The exercise:
Repeat every record exactly, but keep images out of the copy.

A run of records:
-- BEGIN --
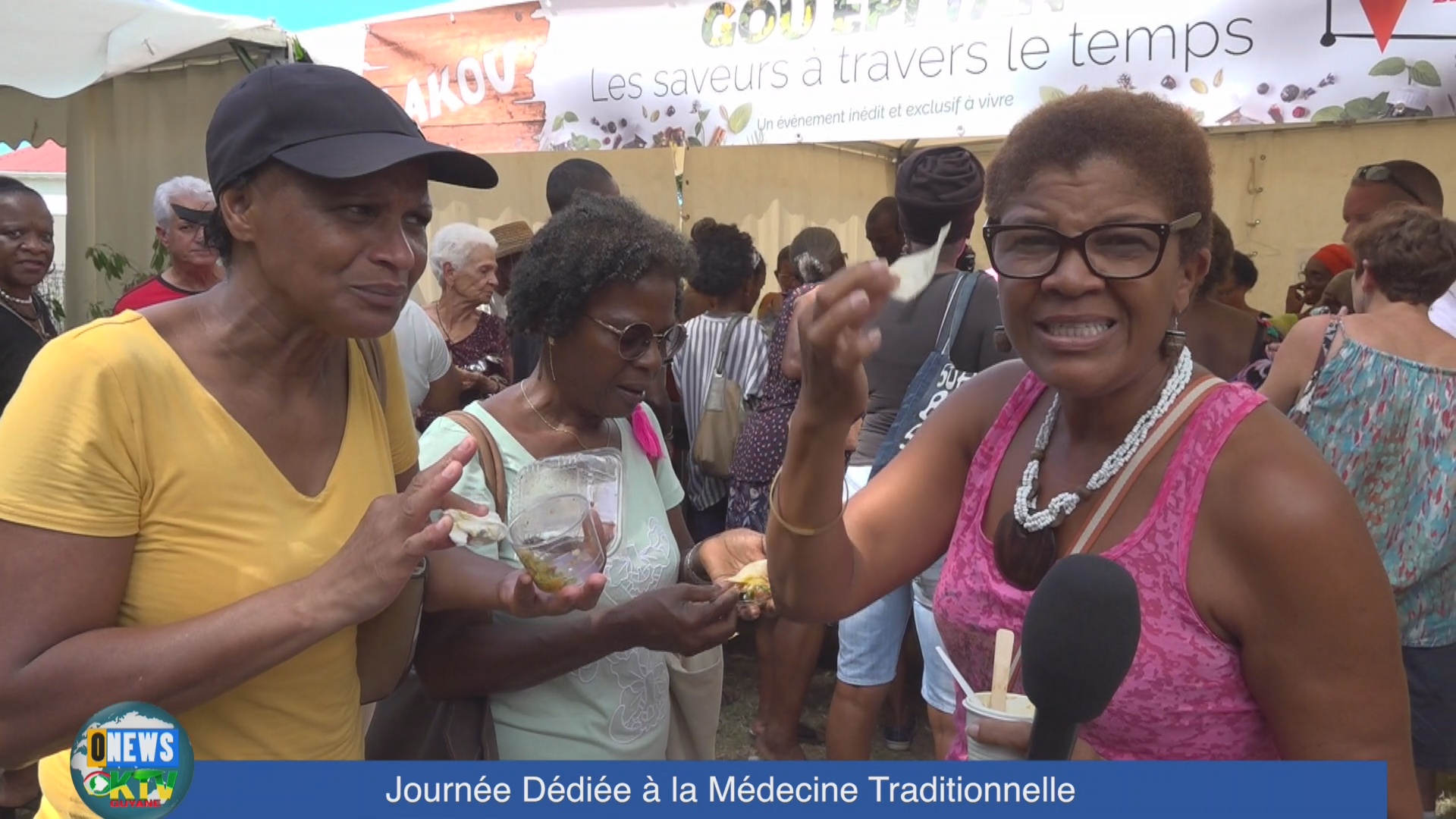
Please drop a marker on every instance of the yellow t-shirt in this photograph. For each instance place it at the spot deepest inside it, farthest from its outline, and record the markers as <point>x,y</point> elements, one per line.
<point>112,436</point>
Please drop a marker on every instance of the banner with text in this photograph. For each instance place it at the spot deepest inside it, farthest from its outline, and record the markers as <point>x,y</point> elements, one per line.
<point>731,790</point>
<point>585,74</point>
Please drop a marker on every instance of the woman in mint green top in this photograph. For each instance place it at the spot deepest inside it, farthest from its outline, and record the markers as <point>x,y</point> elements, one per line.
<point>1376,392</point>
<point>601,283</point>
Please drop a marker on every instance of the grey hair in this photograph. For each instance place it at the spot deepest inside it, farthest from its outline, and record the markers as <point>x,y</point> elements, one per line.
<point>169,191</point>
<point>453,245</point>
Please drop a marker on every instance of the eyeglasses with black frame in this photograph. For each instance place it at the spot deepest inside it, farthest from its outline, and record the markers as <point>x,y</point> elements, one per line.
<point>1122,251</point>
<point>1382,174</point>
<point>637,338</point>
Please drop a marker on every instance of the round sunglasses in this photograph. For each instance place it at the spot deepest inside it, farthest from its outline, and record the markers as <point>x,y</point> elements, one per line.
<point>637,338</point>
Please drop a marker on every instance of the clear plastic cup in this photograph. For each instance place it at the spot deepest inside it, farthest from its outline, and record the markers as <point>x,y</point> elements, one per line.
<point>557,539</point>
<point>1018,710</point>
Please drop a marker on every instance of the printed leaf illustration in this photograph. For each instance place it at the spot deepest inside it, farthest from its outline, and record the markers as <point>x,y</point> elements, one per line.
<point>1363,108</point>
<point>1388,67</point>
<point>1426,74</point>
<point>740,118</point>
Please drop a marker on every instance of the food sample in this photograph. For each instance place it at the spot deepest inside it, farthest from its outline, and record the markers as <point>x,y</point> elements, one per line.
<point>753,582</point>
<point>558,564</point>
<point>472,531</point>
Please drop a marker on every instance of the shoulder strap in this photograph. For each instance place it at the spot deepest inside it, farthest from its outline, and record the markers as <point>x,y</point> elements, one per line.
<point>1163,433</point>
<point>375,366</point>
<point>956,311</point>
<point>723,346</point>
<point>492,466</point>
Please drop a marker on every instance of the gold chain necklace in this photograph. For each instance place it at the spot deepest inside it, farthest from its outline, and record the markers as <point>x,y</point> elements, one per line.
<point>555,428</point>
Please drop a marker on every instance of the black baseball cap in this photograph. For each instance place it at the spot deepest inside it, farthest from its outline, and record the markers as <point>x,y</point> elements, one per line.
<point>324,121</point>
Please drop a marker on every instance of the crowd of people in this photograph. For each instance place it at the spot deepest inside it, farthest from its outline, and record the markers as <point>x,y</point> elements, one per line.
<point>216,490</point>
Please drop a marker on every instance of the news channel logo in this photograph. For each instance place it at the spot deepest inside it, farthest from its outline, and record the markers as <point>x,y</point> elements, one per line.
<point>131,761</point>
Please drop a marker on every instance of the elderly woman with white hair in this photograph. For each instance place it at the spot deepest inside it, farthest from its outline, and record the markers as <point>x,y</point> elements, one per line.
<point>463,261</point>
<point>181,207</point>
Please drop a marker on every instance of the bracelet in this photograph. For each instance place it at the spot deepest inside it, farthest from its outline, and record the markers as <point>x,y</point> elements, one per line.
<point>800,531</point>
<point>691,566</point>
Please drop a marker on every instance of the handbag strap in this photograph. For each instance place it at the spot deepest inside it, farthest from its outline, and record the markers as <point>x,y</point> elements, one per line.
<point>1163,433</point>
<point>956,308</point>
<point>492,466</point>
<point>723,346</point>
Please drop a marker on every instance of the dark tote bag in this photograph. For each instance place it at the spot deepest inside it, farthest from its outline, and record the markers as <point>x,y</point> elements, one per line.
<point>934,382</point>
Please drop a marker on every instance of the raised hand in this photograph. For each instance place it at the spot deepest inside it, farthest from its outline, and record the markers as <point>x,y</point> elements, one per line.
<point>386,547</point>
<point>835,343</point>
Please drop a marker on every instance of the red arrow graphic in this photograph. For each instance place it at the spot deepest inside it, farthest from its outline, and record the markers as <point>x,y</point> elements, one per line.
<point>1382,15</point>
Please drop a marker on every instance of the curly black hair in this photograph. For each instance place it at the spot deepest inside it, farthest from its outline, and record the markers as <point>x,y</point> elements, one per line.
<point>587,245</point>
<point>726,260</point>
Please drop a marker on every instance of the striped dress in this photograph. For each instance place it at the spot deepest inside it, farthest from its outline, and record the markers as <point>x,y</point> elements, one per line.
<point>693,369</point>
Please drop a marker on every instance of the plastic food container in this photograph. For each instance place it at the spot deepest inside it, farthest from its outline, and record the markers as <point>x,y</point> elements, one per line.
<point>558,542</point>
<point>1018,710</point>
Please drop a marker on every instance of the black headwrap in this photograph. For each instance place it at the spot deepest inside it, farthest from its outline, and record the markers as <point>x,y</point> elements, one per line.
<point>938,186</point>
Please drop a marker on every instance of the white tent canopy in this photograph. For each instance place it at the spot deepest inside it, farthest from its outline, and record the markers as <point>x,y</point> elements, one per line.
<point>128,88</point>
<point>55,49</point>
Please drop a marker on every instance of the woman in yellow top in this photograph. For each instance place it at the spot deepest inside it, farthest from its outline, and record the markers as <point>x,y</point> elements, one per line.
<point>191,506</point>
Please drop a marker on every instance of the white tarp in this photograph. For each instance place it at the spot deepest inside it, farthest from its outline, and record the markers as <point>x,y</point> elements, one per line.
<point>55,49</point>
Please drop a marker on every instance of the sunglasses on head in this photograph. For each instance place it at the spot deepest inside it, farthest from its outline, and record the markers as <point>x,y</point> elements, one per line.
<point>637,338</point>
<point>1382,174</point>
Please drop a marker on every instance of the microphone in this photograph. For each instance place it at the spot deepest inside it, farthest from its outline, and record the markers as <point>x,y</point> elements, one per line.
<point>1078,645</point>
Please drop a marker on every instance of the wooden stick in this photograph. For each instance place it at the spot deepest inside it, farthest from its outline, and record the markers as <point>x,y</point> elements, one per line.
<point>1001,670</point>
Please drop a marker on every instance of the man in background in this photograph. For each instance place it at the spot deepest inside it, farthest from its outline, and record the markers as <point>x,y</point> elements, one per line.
-- END --
Output for this task:
Please drop a marker on every instance of the yellow t-shirt in this photograph. For each instance place it at the spot deepest inside it, farthest from its outline, and record the markers as <point>x,y</point> elements, one per line.
<point>112,436</point>
Please drop a marker on every instance of the banner with text in this photograph. For each instance place it at the spot deepest inside it, farthest from its outline, and record the markers as <point>x,y</point> elements, one per line.
<point>731,790</point>
<point>585,74</point>
Please drop a marker on every instance of the woman in mint green top in this photograph. For each instance place it at the spot deepest inside it, farthest from its outline, and record the markers as <point>x,y</point> elements, one per line.
<point>1376,392</point>
<point>601,283</point>
Please drop a marker on every instance of the grey hair in this photograph. For each instance place it at the spot deepest inside it, farthest from its outline, and record the markers as <point>x,y</point> elements, one per line.
<point>169,191</point>
<point>453,245</point>
Please drop a marker on every instance of the eyeglasses with black frame in this photograph. For each instance place it at the spot deepest inside it, farthest from its outline, and record the markers as <point>x,y</point> elements, one per line.
<point>1122,251</point>
<point>1382,174</point>
<point>637,338</point>
Please drop a marker on every instance of the round sunglasses in this photograph. For each instance place it at the spot deepest inside it, farthest from its outline, and record the markers as <point>x,y</point> elements, one per line.
<point>637,338</point>
Please drop a marker on every instance of the clear plastic cup in this photograph. For each instance place it at the spot deepest inside it, farthest from its outline, and record the markers as <point>x,y</point> elements, one per line.
<point>557,539</point>
<point>1018,710</point>
Please drop a marker on every instance of the printed leaf illustration in this photograph. For each instance place it at the spot deepest inside it, farthest from its outline, and record the markers as <point>x,y</point> elements, one per line.
<point>1363,108</point>
<point>1388,67</point>
<point>1426,74</point>
<point>740,118</point>
Please drop a marker on every instance of the food sample in this photograph. For each instance place it at the spot deepest inside it, farthest from its outline, and record the markers as <point>x,y</point> elements, one per line.
<point>753,582</point>
<point>558,564</point>
<point>472,531</point>
Please drop a marker on every instance of the shoulder strap in this photograph. For each instance place it at the spot deepest inside it, farthest from its outline, and record the markers as <point>x,y</point> elements, one per line.
<point>1163,433</point>
<point>375,366</point>
<point>956,311</point>
<point>723,346</point>
<point>492,466</point>
Please drop a marker on every instance of the gold chain necklace in this photograph. For each instance place it at the spot deepest inside it, farthest from its outline, and record the markers as <point>x,y</point> elements, one per line.
<point>555,428</point>
Please drop a marker on every instance of the black baseball cap in this photograph. For each instance place it at the spot deepest inside it, farthest from its outline, and record the markers as <point>x,y</point> elements, one per line.
<point>324,121</point>
Please drop a marker on every instance of the crowd of people in this photograph. For each instance place it at the spot deepest inside it, farthest from its outline, and record the markers as <point>x,y</point> elements, one per line.
<point>216,490</point>
Please drop a marker on every instance of the news channel logo in this photograph. For each instance place it at the spot deepest inside it, farthest from its outline, and record the markers as <point>x,y</point> elements, one per line.
<point>131,761</point>
Please drop a marker on every instance of the elderly woman with white hair in this photograph. For each instance place it at the spot deepest inside it, farthest from its outline, and record the markers as <point>x,y</point> elements, one per line.
<point>463,261</point>
<point>181,207</point>
Please drop a marker on every instance of the bracelet in this photograph. For each instance place it at the spot deepest inside it, farthest from its outline, and record the markers as <point>x,y</point> elements, one per line.
<point>800,531</point>
<point>691,566</point>
Please drop a marker on every instance of the handbag strap in this photograph. For each instance place it at the spot deepest inside it, farthest from its outline, and record the markers as <point>x,y</point> elements, one per line.
<point>1163,433</point>
<point>956,308</point>
<point>492,466</point>
<point>723,346</point>
Please drop a marker on every instance of the dark tote bag in this photograph. For each instance place it at the spot deepest inside it, farthest from its outline, and record the markers as <point>x,y</point> elements, one per line.
<point>934,382</point>
Please drop a marker on every instance of the raised hand in this photograph. For each instance place it at the spot deepest inside it, farthest from its outline, and record the markers as <point>x,y</point> elements, one per line.
<point>386,547</point>
<point>835,343</point>
Please drop a marker on every instance of the red arrow graphic in this photograph. For each instance place it at the spot deepest inside it, farthest from its outline, and record the markers as <point>x,y</point> elements, one per line.
<point>1382,15</point>
Please drop a marker on every instance of the curly black hair in this photograph. For each instance place it at the spot deepest inside it, farthest from its outline, and record the markers as <point>x,y</point> elements, one per line.
<point>587,245</point>
<point>726,260</point>
Please drop a marker on every instance of the striped dress in this photograph. For each instance place it at the spot deepest inside it, farthest from its outline, and record the markers as <point>x,y</point> elements, one per line.
<point>693,369</point>
Please drop a marker on every instance of the plastic food container in this photograph. For each instance place it at the spot deepest inside it, farthest from its outline, and record the markers as <point>x,y</point> elements, one per line.
<point>558,542</point>
<point>1018,710</point>
Please drop a marker on every instance of the black headwrap in this photograph. For each instance place it at the spot deepest inside it, farthest from its outline, and record the markers as <point>x,y</point> elements, one per line.
<point>938,186</point>
Please drop a marker on every instance of the white tent canopy in this photograph. For each instance place it at the spot deepest inside it, farthest from its outline, and record the markers as <point>x,y</point> elements, one per line.
<point>128,88</point>
<point>55,49</point>
Please drop a marker on every instance of the woman in yellow top in this photograph. For each instance place it at the spot deepest inside it, farthest from its outline, and record the markers as <point>x,y</point> elements, one per line.
<point>191,506</point>
Please drop a marker on every instance of the white tarp in this photograph. For each instance place it at the spot deepest inside it, farthest from its outline, and record the markers as <point>x,y</point> elements, one per line.
<point>55,49</point>
Please drop a marker on every instance of the sunglasses on head in this photograph. For each instance place it at the spot deepest inside it, farthest from its outline, and record the markers as <point>x,y</point> elements, one per line.
<point>637,338</point>
<point>1382,174</point>
Please drop a marker on every instance of the microphone in this photograph. For each instance place it at the spot deepest inside it, farthest from its outline, and record the markers as <point>x,y</point> elements, one per line.
<point>1078,645</point>
Please drop a marker on every instance of the wooden stick in this photograph. For each instance place it at the spot deepest inside it, farthest from its outline, and record the markers as <point>x,y</point> elements, one per line.
<point>1001,670</point>
Please drop a marker on every instance of the man in background in this photograph. For each instance place it at the spot deepest inside it, farthest from its outline, and record the markers as <point>x,y</point> elements, one per line.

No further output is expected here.